Nel raccontarvi la mia esperienza del ritorno in Sicilia voglio condividervi due tipi di reazioni che ho raccolto. Chi stupito ed infastidito ha chiesto il motivo del mio ritorno, come a non voler tolto un posto che dovrebbe spettare solo a chi resta o ad ergersi conoscitore di ciò che è meglio per l’altro, e chi con gioia mi ha abbracciata (amico o soltanto conoscente) riaccendendo la speranza di una ripresa per il nostro territorio. Due letture diverse di un unico evento, interpretato dai primi come un passo indietro e dai secondi come un passo avanti.

——

» COMPITO RICHIESTO 1
Ricopia dal brano sul ritorno in Sicilia la parte che comincia con "Nel raccontarvi la" e prosegue fino a "un passo avanti.".
» COMPITO RICHIESTO 2
Rispondi alle seguenti domande sul brano sul ritorno in Sicilia.
(a) In quale regione è tornato chi scrive?
(b) Quanti tipi di reazioni dichiara di aver raccolto chi scrive?
(c) Come hanno interpretato il ritorno coloro che lo hanno accolto con gioia?
» COMPITO RICHIESTO 3
Scrivi il seguito del brano sul ritorno in Sicilia, partendo dal punto in cui termina.

» DATI FORNITI
——

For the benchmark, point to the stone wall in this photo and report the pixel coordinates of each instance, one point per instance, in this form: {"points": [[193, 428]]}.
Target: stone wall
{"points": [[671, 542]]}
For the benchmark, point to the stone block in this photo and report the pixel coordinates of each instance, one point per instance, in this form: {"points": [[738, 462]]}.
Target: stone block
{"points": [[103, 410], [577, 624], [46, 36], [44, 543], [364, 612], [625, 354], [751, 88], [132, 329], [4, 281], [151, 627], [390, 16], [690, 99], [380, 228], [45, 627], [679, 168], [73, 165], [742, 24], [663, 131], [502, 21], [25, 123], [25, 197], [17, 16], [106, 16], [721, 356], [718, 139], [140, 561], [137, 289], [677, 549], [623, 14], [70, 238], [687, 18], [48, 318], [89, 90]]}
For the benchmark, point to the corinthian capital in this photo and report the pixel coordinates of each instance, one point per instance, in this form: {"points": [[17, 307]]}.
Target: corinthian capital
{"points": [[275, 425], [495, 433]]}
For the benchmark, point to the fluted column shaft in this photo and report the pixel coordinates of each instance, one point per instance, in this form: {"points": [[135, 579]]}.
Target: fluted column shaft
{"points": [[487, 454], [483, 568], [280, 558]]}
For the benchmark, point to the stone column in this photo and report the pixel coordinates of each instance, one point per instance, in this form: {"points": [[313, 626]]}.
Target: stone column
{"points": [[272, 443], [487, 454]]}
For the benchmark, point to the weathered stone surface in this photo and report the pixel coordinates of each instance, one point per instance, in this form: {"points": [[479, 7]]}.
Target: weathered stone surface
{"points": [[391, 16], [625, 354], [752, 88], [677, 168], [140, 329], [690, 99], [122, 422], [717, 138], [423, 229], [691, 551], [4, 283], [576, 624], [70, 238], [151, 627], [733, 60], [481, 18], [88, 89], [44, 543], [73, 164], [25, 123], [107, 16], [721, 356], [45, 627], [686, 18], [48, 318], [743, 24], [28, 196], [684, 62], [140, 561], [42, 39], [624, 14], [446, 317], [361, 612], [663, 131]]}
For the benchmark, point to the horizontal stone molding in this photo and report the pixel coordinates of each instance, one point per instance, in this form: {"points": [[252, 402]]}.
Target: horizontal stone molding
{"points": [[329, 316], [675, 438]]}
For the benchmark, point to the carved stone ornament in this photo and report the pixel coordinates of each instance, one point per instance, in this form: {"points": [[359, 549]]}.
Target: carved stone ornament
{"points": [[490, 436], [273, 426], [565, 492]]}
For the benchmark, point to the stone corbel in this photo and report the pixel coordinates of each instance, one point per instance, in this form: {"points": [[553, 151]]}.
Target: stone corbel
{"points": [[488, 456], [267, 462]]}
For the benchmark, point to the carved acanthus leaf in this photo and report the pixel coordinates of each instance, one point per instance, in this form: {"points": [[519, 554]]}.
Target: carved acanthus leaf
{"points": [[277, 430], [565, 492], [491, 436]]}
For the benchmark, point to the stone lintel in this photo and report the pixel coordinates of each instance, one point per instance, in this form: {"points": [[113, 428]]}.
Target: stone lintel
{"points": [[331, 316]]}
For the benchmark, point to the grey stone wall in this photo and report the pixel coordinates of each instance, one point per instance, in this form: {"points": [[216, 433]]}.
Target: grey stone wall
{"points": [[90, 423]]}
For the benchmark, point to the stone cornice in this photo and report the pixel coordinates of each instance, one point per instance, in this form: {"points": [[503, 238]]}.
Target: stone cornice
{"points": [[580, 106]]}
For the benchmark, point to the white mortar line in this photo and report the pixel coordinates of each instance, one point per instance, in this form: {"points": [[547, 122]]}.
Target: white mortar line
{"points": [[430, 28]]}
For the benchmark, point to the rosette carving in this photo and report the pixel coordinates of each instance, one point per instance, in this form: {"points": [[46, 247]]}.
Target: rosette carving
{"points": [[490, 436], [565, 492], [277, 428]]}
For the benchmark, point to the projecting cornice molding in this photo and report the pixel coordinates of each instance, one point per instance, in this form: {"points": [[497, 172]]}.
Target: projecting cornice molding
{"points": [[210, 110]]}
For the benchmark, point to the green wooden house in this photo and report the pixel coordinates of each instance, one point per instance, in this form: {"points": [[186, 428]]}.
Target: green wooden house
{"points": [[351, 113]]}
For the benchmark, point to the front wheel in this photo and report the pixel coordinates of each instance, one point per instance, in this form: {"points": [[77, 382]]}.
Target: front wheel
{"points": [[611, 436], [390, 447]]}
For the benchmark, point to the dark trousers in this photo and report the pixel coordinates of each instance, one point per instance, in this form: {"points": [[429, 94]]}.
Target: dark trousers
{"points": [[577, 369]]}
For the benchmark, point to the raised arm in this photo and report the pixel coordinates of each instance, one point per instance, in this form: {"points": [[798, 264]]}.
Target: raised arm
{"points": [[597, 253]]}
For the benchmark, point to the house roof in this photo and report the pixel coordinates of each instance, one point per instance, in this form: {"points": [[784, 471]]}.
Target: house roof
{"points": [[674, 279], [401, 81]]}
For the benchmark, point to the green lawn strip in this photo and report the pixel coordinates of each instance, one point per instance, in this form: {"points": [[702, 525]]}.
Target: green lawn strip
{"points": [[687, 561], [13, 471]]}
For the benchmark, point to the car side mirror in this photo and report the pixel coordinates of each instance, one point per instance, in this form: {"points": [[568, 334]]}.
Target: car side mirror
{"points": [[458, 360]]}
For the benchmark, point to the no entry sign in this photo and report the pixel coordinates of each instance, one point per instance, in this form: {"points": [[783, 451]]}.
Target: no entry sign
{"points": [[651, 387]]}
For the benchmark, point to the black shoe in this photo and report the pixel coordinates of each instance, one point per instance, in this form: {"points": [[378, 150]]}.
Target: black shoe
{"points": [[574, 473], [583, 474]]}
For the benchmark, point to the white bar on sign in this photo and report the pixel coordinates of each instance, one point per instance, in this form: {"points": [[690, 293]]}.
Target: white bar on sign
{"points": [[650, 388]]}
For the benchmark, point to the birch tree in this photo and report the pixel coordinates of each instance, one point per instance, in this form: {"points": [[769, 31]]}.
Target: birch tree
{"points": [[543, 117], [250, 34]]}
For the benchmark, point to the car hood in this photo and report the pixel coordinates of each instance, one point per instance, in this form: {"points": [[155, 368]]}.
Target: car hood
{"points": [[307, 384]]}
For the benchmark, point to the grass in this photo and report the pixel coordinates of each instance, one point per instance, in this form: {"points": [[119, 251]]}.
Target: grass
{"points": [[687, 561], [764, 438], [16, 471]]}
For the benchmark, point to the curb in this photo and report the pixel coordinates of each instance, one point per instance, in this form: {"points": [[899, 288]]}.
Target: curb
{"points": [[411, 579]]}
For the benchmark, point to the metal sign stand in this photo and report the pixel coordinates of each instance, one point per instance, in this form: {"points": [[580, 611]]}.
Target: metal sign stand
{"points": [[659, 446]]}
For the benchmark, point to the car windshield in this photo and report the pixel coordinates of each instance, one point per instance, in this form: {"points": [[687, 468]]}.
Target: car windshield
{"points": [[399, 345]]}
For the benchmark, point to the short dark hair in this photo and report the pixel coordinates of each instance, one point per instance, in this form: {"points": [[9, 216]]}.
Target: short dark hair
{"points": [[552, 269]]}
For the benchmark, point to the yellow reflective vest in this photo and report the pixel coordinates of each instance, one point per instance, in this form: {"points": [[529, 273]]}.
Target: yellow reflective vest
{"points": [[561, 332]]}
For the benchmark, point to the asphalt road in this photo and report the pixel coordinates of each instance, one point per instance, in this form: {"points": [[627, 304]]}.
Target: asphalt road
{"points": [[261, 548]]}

——

» RISPOSTA 1
Nel raccontarvi la mia esperienza del ritorno in Sicilia voglio condividervi due tipi di reazioni che ho raccolto. Chi stupito ed infastidito ha chiesto il motivo del mio ritorno, come a non voler tolto un posto che dovrebbe spettare solo a chi resta o ad ergersi conoscitore di ciò che è meglio per l’altro, e chi con gioia mi ha abbracciata (amico o soltanto conoscente) riaccendendo la speranza di una ripresa per il nostro territorio. Due letture diverse di un unico evento, interpretato dai primi come un passo indietro e dai secondi come un passo avanti.

» RISPOSTA 2
(a) In Sicilia.
(b) Due.
(c) Come un passo avanti.

» RISPOSTA 3
È oggettivo che la mia scelta sta comportando un sacrificio. Da incaricata e stabilizzata ho accettato di retrocedere alle supplenze pur di stare nella nostra terra. Ho optato per la via del costruire perché solo questo mi è stato concesso e sono convinta che ad oggi qui sia l’unica via per ciascuno. Come cita una canzone di Niccolò Fabi tra le mie preferite, “costruire è rinunciare alla perfezione” di un posto pronto, di un’impresa già avviata, di un patrimonio già ereditato.
Sono consapevole del fatto che la mia opportunità di avere un lavoro qui, anche se precario, non è data a tutti, dal momento che per molti le difficoltà della nostra isola si traducono in impossibilità di scelta (come Gioacchino Conoscenti ha scritto nella sua lettera pubblicata sul nostro sito). Se stiamo provando questo, allora bisognerà costruire la possibilità di scegliere, promuovere la libertà dei singoli, valorizzare la persona umana e le sue potenzialità individuali e collettive, educare al costruire.
Lo stilista siciliano Dolce, rivolgendosi ai giovani, ha scritto: “prendere coscienza del luogo in cui siamo nati e da dove provengono i nostri genitori e nonni è molto importante, poiché il nostro DNA è ciò in cui bisogna credere”.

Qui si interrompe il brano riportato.